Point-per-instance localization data

____________________

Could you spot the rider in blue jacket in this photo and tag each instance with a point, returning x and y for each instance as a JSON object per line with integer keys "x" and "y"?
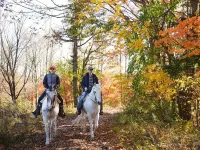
{"x": 51, "y": 80}
{"x": 87, "y": 83}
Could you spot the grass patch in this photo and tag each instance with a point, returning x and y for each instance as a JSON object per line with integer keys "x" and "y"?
{"x": 138, "y": 130}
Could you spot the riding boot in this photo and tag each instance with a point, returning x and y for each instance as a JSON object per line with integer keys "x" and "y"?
{"x": 101, "y": 109}
{"x": 61, "y": 111}
{"x": 37, "y": 111}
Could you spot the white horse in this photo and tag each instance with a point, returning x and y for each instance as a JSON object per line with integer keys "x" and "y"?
{"x": 50, "y": 109}
{"x": 91, "y": 108}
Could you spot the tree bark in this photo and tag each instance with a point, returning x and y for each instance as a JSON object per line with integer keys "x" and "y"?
{"x": 194, "y": 6}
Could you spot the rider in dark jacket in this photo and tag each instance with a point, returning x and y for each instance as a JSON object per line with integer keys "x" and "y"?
{"x": 51, "y": 80}
{"x": 87, "y": 83}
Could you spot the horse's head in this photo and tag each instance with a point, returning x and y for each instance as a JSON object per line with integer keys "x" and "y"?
{"x": 97, "y": 92}
{"x": 51, "y": 94}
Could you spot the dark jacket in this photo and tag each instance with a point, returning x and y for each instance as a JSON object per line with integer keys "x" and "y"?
{"x": 51, "y": 80}
{"x": 85, "y": 81}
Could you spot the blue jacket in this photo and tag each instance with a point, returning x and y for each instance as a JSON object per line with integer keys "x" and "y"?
{"x": 85, "y": 81}
{"x": 51, "y": 79}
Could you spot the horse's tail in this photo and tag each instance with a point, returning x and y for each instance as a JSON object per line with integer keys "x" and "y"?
{"x": 77, "y": 120}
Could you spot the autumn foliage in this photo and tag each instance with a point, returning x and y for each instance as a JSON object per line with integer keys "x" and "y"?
{"x": 182, "y": 39}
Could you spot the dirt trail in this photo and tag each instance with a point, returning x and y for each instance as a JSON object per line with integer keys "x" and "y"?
{"x": 73, "y": 138}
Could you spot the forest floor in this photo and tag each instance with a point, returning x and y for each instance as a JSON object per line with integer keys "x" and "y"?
{"x": 73, "y": 138}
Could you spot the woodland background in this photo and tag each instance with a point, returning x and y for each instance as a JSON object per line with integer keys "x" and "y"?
{"x": 145, "y": 53}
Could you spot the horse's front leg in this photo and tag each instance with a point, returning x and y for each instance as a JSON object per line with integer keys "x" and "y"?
{"x": 83, "y": 122}
{"x": 51, "y": 126}
{"x": 55, "y": 128}
{"x": 91, "y": 125}
{"x": 47, "y": 132}
{"x": 96, "y": 121}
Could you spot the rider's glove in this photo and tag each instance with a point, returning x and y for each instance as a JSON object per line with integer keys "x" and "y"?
{"x": 85, "y": 89}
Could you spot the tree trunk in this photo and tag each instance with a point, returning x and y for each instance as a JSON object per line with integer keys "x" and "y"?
{"x": 75, "y": 68}
{"x": 184, "y": 105}
{"x": 194, "y": 6}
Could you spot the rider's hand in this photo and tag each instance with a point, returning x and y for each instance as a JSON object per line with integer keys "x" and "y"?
{"x": 85, "y": 88}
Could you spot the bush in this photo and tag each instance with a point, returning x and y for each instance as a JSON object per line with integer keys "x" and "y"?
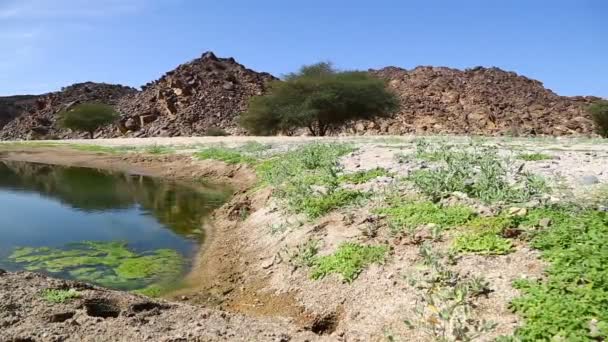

____________________

» Directions
Restate the records above verbatim. Pictures stay out.

» Task result
Could you spot the rider in blue jacket in this photo and tag each instance with a point, returning x and y for each instance as a JSON object per line with integer keys "x" and "y"?
{"x": 51, "y": 80}
{"x": 87, "y": 83}
Could you spot the grass patch in this photo and tag each instance with a point, returning x and y for each instance as a JSON object per line with integer keys "x" and "y"?
{"x": 138, "y": 130}
Could you spot the riding boot in this photo and tag each instance with a point, returning x and y for each instance as a JSON object per line with integer keys "x" and "y"?
{"x": 101, "y": 109}
{"x": 61, "y": 111}
{"x": 37, "y": 111}
Could you spot the white horse in this photo and tag each instance with a point, returning x and y for each instance as a JSON object per line with integer keys "x" and "y"?
{"x": 50, "y": 109}
{"x": 91, "y": 108}
Could you spot the tree bark in this photo and tag each instance with a point, returning x and y for each instance as a JSON object per line with integer keys "x" and "y"?
{"x": 194, "y": 6}
Could you spot the rider in dark jacket in this photo and tag each instance with a point, returning x and y for each instance as a JSON object per line with integer keys "x" and "y"?
{"x": 51, "y": 80}
{"x": 87, "y": 83}
Could you spot the horse's head in this photo and tag each instance with a point, returning x and y for each instance as a JSON object per line with integer keys "x" and "y"?
{"x": 97, "y": 92}
{"x": 51, "y": 94}
Could you spot the dark jacket in this photo and tag each instance with a point, returning x and y for each instance as a JSON object per line with integer keys "x" and "y"?
{"x": 51, "y": 80}
{"x": 85, "y": 81}
Could you spot the blue jacket in this photo and tag each instance with a point, returning x and y for each instance as a JSON object per line with integer keys "x" and "y"?
{"x": 85, "y": 81}
{"x": 51, "y": 79}
Could you spot the horse's tail in this photo and tag each instance with a point, returning x and y for each instance as a JSON object per line with integer keys "x" and "y"?
{"x": 77, "y": 120}
Could you spot the autumn foliage in this photo and tag each instance with a point, returning x and y for each instance as a JSON object per line with integer keys "x" and "y"?
{"x": 182, "y": 39}
Could you spot the dirt trail in this photo and tag each instance with a point, returning x and y for each instance as a JSON object per line with integer keys "x" and "y"?
{"x": 73, "y": 138}
Could you spot the forest floor in this photo and tag each instance with a point, returning x and y for each instance as a JSON object per line with integer keys "x" and "y"?
{"x": 73, "y": 138}
Could you spot the woodland background in this photo and tag each instance with a point, returning x and y for each instance as a JSON object per line with integer keys "x" and "y"?
{"x": 145, "y": 53}
Could you spot the horse's front leg in this photo and tag each instance with a point, returning x and y for each instance as a JSON object per line with integer keys "x" and "y"?
{"x": 83, "y": 122}
{"x": 51, "y": 126}
{"x": 55, "y": 128}
{"x": 91, "y": 125}
{"x": 47, "y": 132}
{"x": 96, "y": 121}
Could you spot the rider's glove in this photo and tag each instance with a point, returning x and y for each instance as a JSON object per line with integer keys "x" and "y"?
{"x": 85, "y": 89}
Could you spot the tree trunk in this photo and tag each instance with a point, returning x and y for each instance as a JSON object per line with integer keys "x" and "y"?
{"x": 75, "y": 68}
{"x": 184, "y": 105}
{"x": 194, "y": 6}
Could you spot the rider's hand in this photo and tag each instance with a point, returning x and y for each instance as a JSON object per line with integer keys "x" and "y"?
{"x": 85, "y": 88}
Could you spot the bush in this photo and tag each instance with a point, returning x and y for each instance as a JSON object per line with integer keys "x" and "y"?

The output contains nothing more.